[Start]

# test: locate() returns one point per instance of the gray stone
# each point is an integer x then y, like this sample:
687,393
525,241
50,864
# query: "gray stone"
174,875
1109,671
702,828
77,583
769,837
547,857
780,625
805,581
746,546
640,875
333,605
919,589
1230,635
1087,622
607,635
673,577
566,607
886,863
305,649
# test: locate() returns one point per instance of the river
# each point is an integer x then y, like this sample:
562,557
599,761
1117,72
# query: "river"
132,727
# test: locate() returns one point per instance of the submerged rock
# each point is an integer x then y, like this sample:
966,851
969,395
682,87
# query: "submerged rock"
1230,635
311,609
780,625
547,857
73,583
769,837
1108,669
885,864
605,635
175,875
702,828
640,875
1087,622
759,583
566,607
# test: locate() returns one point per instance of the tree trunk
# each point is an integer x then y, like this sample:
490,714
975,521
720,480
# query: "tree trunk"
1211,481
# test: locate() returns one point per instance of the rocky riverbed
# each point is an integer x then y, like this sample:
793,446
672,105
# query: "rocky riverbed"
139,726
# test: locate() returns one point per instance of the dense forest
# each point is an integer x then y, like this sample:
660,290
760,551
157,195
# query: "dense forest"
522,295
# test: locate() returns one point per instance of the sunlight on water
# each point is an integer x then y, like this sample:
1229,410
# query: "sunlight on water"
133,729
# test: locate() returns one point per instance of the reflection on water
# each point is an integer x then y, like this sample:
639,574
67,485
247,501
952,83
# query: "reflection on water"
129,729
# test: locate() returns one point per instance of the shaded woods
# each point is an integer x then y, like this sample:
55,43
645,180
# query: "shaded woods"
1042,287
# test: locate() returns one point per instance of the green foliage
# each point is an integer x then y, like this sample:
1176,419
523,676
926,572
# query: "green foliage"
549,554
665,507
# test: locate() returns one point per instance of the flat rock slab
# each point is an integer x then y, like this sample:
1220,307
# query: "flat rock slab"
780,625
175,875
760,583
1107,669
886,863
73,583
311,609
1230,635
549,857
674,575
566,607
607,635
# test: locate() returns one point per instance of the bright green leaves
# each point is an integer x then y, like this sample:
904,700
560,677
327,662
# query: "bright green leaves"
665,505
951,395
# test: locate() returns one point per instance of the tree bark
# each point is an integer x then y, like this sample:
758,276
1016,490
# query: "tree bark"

[End]

> _WHAT THE TASK ASKS_
Copy every row above, from the first to the last, without changing a single character.

> _RESPONSE_
# test: locate() returns one point per instance of the gray stone
# each point is an integer x then y, like this sample:
687,393
525,241
50,864
# query: "gray stone"
174,875
1109,671
702,828
77,583
769,837
547,857
780,625
805,581
746,546
640,875
333,605
919,589
1230,635
1087,622
607,635
673,577
566,607
886,863
305,649
# test: locate() returns one point per instance of the river
# each point is an integer x then y, like this sample:
562,557
599,761
1117,72
# query: "river"
132,727
# test: locate() returns one point per instance of the submerged rock
# each point is an integer x then y, like this sample:
966,851
969,395
682,87
# query: "submerged rock"
1230,635
311,609
780,625
547,857
73,583
769,837
1108,669
885,864
605,635
175,875
702,828
640,875
1087,622
759,583
566,607
# test: locate() returns one point per instance of the tree trunk
# each point is an integer x then y, like this sample:
490,714
975,521
720,480
# query: "tree trunk"
1211,481
# test: locate() returns one point per instance of the rocky riverbed
# each point is an integer x then y, like this sample:
793,446
672,105
# query: "rocky riverbed"
139,726
# test: locate() returns one point per instance of the dense forest
# each point is an integer x then y, like this sample:
660,290
760,551
157,195
# query: "dense forest"
522,295
# test: locate() returns one point per instance of the sunlight on water
# each point is an integer x then y, like this sample:
1229,410
# query: "sunlight on water"
133,729
# test: locate() returns one point per instance of the reflection on water
# each point is an integer x then y, like this sample:
639,574
67,485
247,501
952,83
# query: "reflection on water"
129,729
# test: locate() returns one point per instance of the shaded woods
# each point is an integer x then y, like this sample:
55,43
645,180
# query: "shaded woods"
1042,287
# test: locate() returns one point per instance of the green foliage
# each point is an integer x then y, like this sample:
1176,419
523,676
926,572
# query: "green foliage"
549,554
665,507
# test: locate() returns one point per instance of the flat rock slab
# each point is an integer x then y, like this sample:
1220,307
# query: "flat rock slab"
780,625
175,875
760,583
1107,669
886,863
73,583
311,609
1230,635
549,857
674,575
566,607
607,635
# test: locate() returns one point per instance of the bright green leaves
# each point is an integer x then y, like this sample:
904,700
560,677
327,662
# query: "bright green leaves"
665,505
951,395
# test: locate() returns one point per instance of the tree bark
# each point is an integer x then y, like this sample:
758,276
1016,490
# query: "tree bark"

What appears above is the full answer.